* _YOUR INSTRUCTIONS_
Return every one of the records below word for word.

+++

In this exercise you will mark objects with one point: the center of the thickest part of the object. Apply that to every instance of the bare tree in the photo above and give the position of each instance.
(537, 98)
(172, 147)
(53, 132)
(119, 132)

+++

* _TASK OUTPUT_
In this exercise you will mark objects with one point: the center of the thickest part of the object. Apply that to every instance of the bare tree in the photo above and give the position of each instance.
(537, 98)
(172, 147)
(53, 132)
(119, 132)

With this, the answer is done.